-------- EXCERPT TO READ
Synoeca septentrionalis exhibit a behavior that is known as "cyclical oligogyny," where there are varying numbers of queens per colony cycle. When the number of queens becomes low within a colony, they will signal to new females for them to try to become queens and repopulate the nest with queens. As evidence of this, it has been found that in most swarming colonies such as S. septentrionalis, the population of queens is bimodal with respect to age; some queens are very old while others are very young.

===Physiological differentiation===

Because morphology differences cannot dictate caste differences in S. septentrionalis, due to morphological similarity, castes are determined by adult disputes as opposed to manipulation at the larval stage. In colonies with already-established queens, workers will display aggressive behavior in order to inhibit female ovary development. Females with limited ovary development exhibit stringed, filamentous ovaries that do not have a mature oocyte and cannot contain sperm. When workers are not preventing female development, they are raised in an orphanage-like manner where they are able to develop full ovaries with multiple oocytes that can maintain sperm. These are ultimately the females that are able to take a chance to become a queen.
----------------
-------- EXERCISE DATA
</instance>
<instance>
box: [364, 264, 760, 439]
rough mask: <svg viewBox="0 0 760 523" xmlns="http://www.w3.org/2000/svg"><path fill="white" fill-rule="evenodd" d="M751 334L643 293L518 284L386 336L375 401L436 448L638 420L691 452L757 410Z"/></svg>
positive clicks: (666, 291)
----------------
* **DIRECTIONS**
1 - Please copy the Synoeca septentrionalis passage word for word, beginning at the words "Because morphology differences" and stopping after "become a queen.".
2 - Answer these questions using the Synoeca septentrionalis passage:
(a) What is the name of the behavior in which the number of queens per colony cycle varies?
(b) In S. septentrionalis, what determines castes instead of manipulation at the larval stage?
(c) In colonies with established queens, what do workers do to inhibit female ovary development?
The entries have no connection to the Synoeca septentrionalis passage.

* **RESULTS IN ORDER**
1 -
Because morphology differences cannot dictate caste differences in S. septentrionalis, due to morphological similarity, castes are determined by adult disputes as opposed to manipulation at the larval stage. In colonies with already-established queens, workers will display aggressive behavior in order to inhibit female ovary development. Females with limited ovary development exhibit stringed, filamentous ovaries that do not have a mature oocyte and cannot contain sperm. When workers are not preventing female development, they are raised in an orphanage-like manner where they are able to develop full ovaries with multiple oocytes that can maintain sperm. These are ultimately the females that are able to take a chance to become a queen.

2 -
(a) Cyclical oligogyny.
(b) Adult disputes.
(c) They display aggressive behavior.